DOCUMENT SECTION –
════════════════
It’s no surprise that an economist looks at this from a different angle than a politician – or a unionized hotel worker. One of the tenets of economics is the notion of “creative destruction.” New industries destroy old ones; new jobs replace old ones – but the person who held the old job may not necessarily get one of the new jobs. Nor will the new job necessarily pay as well. Yes, there will be winners, but there will also be losers. Airbnb, as you’ve heard, is a winner. Nathan Blecharczyk, 31 years old, is one of the youngest billionaires in the world. But he argues that Airbnb is helping a lot of people make money:

BLECHARCZYK: In 2014, we will generate $768 million worth of economic impact in New York. So roughly one-third of that will go to hosts. And hosts, these are people…trying to  pay their mortgage or their rent, so this is much-needed income for them, but two-thirds of that will be spent out and about shopping, dining, etc.  And what’s really interesting is that over 70 percent of the properties are outside of major tourist districts… And so perhaps an unintended consequence of Airbnb is that huge tourism dollars are flowing into neighborhoods that don’t normally see the benefit of tourism… So it’s actually a really good thing for the local economy.
════════════════
ENTRIES –
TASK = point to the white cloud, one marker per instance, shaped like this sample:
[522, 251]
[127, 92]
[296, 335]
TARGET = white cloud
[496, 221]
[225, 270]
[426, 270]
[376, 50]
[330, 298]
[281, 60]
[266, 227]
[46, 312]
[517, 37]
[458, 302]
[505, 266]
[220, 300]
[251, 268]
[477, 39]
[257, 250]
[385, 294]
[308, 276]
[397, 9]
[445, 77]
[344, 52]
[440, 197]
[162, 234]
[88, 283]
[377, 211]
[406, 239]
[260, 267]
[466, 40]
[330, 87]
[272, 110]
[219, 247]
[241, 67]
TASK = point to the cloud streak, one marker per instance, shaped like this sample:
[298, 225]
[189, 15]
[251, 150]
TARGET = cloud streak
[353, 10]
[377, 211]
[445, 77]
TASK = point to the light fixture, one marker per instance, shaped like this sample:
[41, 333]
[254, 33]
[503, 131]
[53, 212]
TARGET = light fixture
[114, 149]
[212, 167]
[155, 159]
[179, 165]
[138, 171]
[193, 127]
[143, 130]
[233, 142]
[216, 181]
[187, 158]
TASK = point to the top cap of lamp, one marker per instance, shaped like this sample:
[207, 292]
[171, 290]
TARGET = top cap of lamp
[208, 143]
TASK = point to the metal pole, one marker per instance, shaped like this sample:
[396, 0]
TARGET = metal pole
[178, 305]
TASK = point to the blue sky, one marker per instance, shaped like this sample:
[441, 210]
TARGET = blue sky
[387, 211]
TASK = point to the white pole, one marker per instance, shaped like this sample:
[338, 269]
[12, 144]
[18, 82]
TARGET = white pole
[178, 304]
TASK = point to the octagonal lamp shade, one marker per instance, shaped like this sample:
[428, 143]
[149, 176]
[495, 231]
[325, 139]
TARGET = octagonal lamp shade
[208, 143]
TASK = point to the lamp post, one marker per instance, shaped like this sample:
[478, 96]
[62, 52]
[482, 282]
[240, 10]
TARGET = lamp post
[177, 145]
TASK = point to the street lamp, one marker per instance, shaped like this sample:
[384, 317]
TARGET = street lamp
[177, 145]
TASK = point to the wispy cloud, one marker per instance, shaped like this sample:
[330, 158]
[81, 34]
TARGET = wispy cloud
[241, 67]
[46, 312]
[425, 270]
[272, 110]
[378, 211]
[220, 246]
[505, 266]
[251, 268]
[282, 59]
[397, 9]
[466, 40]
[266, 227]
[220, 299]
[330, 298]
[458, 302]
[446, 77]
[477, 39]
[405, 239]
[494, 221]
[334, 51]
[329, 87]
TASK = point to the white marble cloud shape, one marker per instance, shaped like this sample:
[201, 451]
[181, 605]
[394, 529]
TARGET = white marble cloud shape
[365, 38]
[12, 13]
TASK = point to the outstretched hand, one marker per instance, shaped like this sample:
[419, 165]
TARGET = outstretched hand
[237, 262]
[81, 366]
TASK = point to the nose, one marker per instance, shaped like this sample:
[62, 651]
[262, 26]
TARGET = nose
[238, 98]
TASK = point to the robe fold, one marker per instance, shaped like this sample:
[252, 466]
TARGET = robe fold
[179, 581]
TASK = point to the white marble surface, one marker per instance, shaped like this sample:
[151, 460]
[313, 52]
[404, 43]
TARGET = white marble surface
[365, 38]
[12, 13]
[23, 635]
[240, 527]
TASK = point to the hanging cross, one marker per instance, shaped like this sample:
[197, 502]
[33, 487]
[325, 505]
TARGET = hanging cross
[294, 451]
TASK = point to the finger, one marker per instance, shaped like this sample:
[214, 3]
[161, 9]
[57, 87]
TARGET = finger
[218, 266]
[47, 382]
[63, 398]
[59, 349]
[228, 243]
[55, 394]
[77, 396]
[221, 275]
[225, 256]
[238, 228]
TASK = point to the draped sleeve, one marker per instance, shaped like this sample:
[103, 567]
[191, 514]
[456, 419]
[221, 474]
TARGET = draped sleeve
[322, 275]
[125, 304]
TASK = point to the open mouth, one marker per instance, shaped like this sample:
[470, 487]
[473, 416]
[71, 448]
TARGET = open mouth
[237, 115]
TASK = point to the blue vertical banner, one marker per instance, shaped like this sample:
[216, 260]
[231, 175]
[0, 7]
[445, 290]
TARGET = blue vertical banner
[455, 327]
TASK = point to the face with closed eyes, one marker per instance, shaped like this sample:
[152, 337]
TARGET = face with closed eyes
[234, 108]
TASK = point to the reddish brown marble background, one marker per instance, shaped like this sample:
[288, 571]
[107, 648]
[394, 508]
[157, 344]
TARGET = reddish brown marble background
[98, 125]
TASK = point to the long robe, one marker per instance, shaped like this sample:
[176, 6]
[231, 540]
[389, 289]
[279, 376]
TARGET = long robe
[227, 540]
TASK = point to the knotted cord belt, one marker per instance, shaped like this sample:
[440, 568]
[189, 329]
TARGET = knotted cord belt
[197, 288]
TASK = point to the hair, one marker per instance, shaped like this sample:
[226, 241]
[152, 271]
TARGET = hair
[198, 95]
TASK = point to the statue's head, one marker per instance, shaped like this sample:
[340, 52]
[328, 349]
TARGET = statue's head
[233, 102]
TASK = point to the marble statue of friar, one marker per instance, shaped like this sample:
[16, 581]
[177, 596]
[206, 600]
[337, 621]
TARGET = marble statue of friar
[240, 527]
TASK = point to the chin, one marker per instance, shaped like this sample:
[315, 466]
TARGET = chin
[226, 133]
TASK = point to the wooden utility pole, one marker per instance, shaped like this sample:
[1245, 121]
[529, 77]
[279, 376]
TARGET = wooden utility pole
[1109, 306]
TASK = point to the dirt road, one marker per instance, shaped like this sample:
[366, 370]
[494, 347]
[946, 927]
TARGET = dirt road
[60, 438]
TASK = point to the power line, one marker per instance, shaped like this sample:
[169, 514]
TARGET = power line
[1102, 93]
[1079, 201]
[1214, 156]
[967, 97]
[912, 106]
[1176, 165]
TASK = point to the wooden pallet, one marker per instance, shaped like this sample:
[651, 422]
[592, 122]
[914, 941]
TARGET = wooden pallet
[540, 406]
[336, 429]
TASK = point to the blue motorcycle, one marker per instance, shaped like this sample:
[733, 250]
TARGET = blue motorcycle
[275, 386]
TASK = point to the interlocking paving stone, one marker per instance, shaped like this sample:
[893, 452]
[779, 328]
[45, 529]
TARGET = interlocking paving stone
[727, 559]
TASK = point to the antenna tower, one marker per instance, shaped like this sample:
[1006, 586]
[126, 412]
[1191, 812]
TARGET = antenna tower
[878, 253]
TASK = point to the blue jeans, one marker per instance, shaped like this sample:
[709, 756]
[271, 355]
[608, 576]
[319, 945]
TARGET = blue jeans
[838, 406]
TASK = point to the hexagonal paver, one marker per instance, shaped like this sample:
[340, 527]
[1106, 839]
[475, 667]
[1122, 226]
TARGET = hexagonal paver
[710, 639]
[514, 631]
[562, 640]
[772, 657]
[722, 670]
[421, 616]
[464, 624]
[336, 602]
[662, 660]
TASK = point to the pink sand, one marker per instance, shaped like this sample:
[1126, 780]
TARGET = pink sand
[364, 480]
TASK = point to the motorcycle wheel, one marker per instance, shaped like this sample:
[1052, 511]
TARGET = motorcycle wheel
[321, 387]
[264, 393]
════════════════
REQUIRED ACTIONS –
**A.** Return the Airbnb excerpt word for word, starting at "BLECHARCZYK: In 2014, we" and ending after "the local economy.".
**B.** Can you resume the Airbnb excerpt, starting right after its final sentence?

RESPONSES TO THE TASKS –
**A.**
BLECHARCZYK: In 2014, we will generate $768 million worth of economic impact in New York. So roughly one-third of that will go to hosts. And hosts, these are people…trying to  pay their mortgage or their rent, so this is much-needed income for them, but two-thirds of that will be spent out and about shopping, dining, etc.  And what’s really interesting is that over 70 percent of the properties are outside of major tourist districts… And so perhaps an unintended consequence of Airbnb is that huge tourism dollars are flowing into neighborhoods that don’t normally see the benefit of tourism… So it’s actually a really good thing for the local economy.

**B.**
According to Airbnb’s numbers, New York City “hosts,” as they are called, will take in roughly $250 million in 2014. When a hotel in New York takes in $250 million, it pays a big chunk of that money  in taxes. But the City doesn’t see much tax revenue from Airbnb:

BLECHARCZYK: Well, first off, I would like to clarify that Airbnb pays all the taxes that Airbnb is responsible for.

That may be true but, again: Airbnb isn’t a hotel company. It just makes the market. Airbnb earns its money by taking a cut of each transaction:

BLECHARCZYK: So our business model is to take between 6 and 12 percent from the guest, and three percent from the host. So on average a little above 10 percent.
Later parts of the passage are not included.